━━━━━ Provided information

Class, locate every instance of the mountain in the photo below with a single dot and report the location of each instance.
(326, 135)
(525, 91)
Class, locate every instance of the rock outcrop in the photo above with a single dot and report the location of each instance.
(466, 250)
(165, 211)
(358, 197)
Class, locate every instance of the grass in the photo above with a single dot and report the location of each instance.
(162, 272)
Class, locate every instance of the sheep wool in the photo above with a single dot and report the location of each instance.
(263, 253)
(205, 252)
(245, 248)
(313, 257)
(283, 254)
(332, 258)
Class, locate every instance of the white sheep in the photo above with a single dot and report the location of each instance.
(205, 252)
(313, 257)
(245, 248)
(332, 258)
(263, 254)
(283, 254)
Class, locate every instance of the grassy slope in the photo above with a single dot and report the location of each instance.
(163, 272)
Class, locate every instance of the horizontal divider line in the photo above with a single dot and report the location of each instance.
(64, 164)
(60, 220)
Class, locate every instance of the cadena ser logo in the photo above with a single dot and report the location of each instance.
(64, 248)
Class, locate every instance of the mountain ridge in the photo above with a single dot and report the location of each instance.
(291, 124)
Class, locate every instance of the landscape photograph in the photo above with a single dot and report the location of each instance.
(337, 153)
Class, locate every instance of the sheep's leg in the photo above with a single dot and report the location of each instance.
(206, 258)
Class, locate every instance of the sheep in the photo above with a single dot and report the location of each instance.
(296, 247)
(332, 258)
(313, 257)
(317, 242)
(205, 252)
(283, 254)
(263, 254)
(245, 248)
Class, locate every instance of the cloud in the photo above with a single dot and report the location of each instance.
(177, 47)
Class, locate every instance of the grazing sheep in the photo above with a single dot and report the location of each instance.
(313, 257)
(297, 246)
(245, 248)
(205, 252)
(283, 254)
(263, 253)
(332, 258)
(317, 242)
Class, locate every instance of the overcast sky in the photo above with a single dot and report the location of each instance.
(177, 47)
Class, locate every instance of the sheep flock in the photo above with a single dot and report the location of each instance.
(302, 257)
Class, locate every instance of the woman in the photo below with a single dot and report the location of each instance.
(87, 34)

━━━━━━━━━━

Exercise aim:
Extract every line above and reproduce each one word for word, in the same order.

Full response:
Class, locate every instance of the mountain in the photo below with a single dot and report the location of each instance.
(326, 135)
(525, 91)
Class, locate every instance of the rock outcrop in the photo above with a single dot and report the location of each instance.
(466, 250)
(165, 211)
(358, 197)
Class, locate every instance of the grass in the photo above with a single dot and report the location of each instance.
(162, 272)
Class, locate every instance of the sheep wool in the photo above with a single dot and report the location of each instance.
(263, 253)
(205, 252)
(245, 248)
(313, 257)
(283, 254)
(332, 258)
Class, locate every instance of the white sheep in the photo above with a single dot and report the location of each instance.
(205, 252)
(313, 257)
(245, 248)
(332, 258)
(263, 254)
(283, 254)
Class, locate every instance of the grassy slope in the photo above with a single dot and report the location of each instance.
(163, 272)
Class, locate every instance of the horizontal divider line in the photo above with a single dot and report the location of each instance.
(64, 164)
(60, 220)
Class, locate every instance of the cadena ser logo in the photo above with a single dot and report the location of each instance.
(64, 248)
Class, locate every instance of the mountain ridge in the photo above with a single dot and report the location of each instance.
(291, 124)
Class, locate every instance of the landscape photograph in the photo above with a single dot and report the location of each instance.
(337, 153)
Class, locate every instance of the sheep's leg in the photo above with a single dot and report the location of each instance.
(206, 258)
Class, locate every instance of the sheep in the photo above with a single dot and report the location of each instance.
(296, 247)
(332, 258)
(313, 257)
(317, 242)
(205, 252)
(283, 254)
(263, 254)
(245, 248)
Class, locate every instance of the cloud in the photo above with a single dot and report the location of each instance.
(177, 47)
Class, locate every instance of the grazing sheep in the photo above with a single dot and report the location of each instance.
(313, 257)
(297, 246)
(245, 248)
(205, 252)
(283, 254)
(263, 253)
(332, 258)
(317, 242)
Class, locate every instance of the overcast sky in the photo above with a single dot and report the location of each instance.
(177, 47)
Class, locate every instance of the sheep flock in the photo above with a single dot and report the location of each instance.
(302, 257)
Class, locate every instance of the woman in the photo below with a single dot and report the location of each instance.
(87, 34)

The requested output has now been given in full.